**What is expected:** Can you render every line of the data below as a JSON list of strings, with one string per line and blank lines left out?

= = = = = = =

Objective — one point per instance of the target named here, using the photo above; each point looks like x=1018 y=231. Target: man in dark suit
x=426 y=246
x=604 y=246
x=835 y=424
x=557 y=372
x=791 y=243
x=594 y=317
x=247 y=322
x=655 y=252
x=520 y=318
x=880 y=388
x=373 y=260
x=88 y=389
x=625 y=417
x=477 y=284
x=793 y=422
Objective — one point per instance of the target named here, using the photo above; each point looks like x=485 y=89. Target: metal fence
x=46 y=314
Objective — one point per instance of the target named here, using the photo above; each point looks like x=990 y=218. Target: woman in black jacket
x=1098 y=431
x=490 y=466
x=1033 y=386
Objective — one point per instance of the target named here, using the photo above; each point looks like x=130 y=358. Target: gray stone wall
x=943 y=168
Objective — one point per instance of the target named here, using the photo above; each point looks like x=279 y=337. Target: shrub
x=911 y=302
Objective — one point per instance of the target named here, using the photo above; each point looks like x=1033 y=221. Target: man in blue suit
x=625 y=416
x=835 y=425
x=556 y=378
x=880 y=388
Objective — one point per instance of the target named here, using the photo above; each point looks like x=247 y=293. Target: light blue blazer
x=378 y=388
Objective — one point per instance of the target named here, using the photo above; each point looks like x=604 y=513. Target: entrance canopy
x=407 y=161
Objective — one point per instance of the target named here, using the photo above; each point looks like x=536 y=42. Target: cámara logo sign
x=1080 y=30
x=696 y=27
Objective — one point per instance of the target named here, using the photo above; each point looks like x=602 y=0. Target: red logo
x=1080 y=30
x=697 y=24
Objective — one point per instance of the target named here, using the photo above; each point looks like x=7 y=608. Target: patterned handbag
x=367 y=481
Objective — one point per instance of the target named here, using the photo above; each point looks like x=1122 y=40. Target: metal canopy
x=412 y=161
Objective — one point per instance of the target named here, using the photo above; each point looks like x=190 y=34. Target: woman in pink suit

= = = = = = =

**Reply:**
[
  "Objective — one point per instance of the target named here, using the photo above; each point looks like x=1018 y=231. Target: man in dark suit",
  "x=426 y=246",
  "x=604 y=246",
  "x=835 y=424",
  "x=557 y=372",
  "x=791 y=243",
  "x=594 y=317",
  "x=247 y=322",
  "x=655 y=252",
  "x=520 y=318",
  "x=880 y=388",
  "x=373 y=260",
  "x=88 y=389",
  "x=625 y=417",
  "x=477 y=284",
  "x=793 y=422",
  "Objective — one point per instance of the target named here, using the photo above; each point looks like x=485 y=89. Target: metal fence",
  "x=46 y=314",
  "Objective — one point per instance of the target named here, using the photo above; each point looks like x=990 y=218. Target: woman in black jacket",
  "x=1098 y=431",
  "x=490 y=466",
  "x=1033 y=386",
  "Objective — one point per instance of the target named here, using the photo above; each point looks like x=130 y=358. Target: gray stone wall",
  "x=943 y=168",
  "Objective — one point per instance of the target named here, using the photo above; each point looks like x=279 y=337. Target: shrub",
  "x=911 y=302",
  "Objective — one point per instance of the target named here, using the photo above; each point looks like x=1033 y=221. Target: man in blue suit",
  "x=625 y=416",
  "x=835 y=425",
  "x=556 y=378",
  "x=880 y=388",
  "Objective — one point per instance of the target named here, using the photo above; each point looks like x=247 y=293. Target: light blue blazer",
  "x=378 y=388",
  "Objective — one point per instance of the target named here, using the photo above; each point looks like x=604 y=513. Target: entrance canopy",
  "x=407 y=161",
  "Objective — one point per instance of the target named here, using the photo above; each point looks like x=536 y=42. Target: cámara logo sign",
  "x=1080 y=30",
  "x=696 y=27",
  "Objective — one point per instance of the target named here, using the photo above; each point looks like x=602 y=0. Target: red logo",
  "x=1080 y=30",
  "x=697 y=24",
  "Objective — one point per instance of the target named here, using the photo above; each point looks like x=7 y=608. Target: patterned handbag",
  "x=367 y=481",
  "Objective — one point per instance of the target named here, using the photo above; each point looks like x=1122 y=40. Target: metal canopy",
  "x=412 y=161",
  "Objective — one point per instance of the target named here, using the photo above; each point looks like x=190 y=34. Target: woman in pink suit"
]